■ **GIVEN INSTRUCTION**: Below are records; extract exactly the lines from the one containing "Practice. Spot the electrical" through the last, both included, and keep the pictures out.
-- start --
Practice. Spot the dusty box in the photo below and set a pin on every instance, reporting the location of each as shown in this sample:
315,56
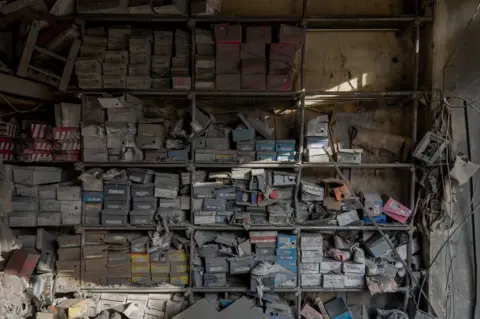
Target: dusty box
37,175
214,279
330,265
353,268
255,82
311,280
279,82
291,34
311,242
254,66
333,281
228,33
25,204
354,281
69,193
23,219
312,256
49,219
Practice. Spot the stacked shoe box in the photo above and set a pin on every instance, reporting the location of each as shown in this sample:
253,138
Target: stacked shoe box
67,132
70,201
92,201
49,214
88,67
94,143
120,135
115,66
140,47
144,202
95,259
118,40
140,261
311,249
253,56
311,196
8,133
266,276
68,271
38,147
181,61
228,39
68,261
118,259
117,202
286,275
282,57
167,187
162,59
316,139
204,60
151,138
179,267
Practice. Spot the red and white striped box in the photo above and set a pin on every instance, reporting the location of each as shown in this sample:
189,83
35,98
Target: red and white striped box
7,155
66,133
39,130
36,156
7,144
67,145
42,145
67,156
8,129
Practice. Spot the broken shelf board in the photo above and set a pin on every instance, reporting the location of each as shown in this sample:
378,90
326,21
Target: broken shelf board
135,164
125,228
242,228
362,165
363,22
142,18
247,165
238,289
137,290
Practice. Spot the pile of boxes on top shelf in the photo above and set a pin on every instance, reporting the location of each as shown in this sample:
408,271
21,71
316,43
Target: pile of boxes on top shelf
121,58
317,144
244,196
243,66
214,146
40,200
123,259
8,134
226,258
176,7
128,135
332,203
110,197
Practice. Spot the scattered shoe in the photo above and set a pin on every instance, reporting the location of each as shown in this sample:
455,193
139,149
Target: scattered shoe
264,268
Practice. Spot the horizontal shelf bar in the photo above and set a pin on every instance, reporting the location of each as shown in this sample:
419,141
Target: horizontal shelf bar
247,165
140,290
362,165
327,95
134,164
363,22
247,93
127,228
150,92
144,18
249,227
257,19
384,227
238,289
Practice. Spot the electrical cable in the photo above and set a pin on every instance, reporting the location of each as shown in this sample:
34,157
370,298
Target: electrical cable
375,224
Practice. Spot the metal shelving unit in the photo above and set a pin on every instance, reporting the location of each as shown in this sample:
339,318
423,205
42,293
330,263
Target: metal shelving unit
400,24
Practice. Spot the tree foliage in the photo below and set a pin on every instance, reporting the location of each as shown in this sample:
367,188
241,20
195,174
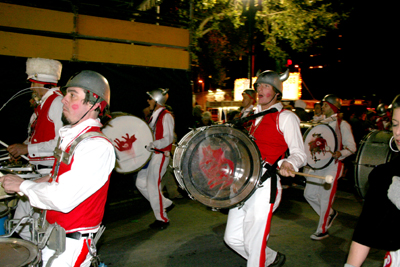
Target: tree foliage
-- end --
■ **THE SOLUTION**:
Practice. Spot the electrical cable in the photo above and set a pin on every instance, reporting the location of each as shown in this sample:
34,157
370,298
Target: electrical cable
375,224
Practice. Spot the metal shelving unit in the photo above and set a pin on every instance, reporting the location of each as shown in this sample:
339,318
423,205
42,293
330,263
Target: metal shelving unit
400,24
Practice. Spot the tree foliage in the photo below and set a pin on every instance, reporting the location of each as shown in this sample:
367,188
241,20
195,174
Target: tree foliage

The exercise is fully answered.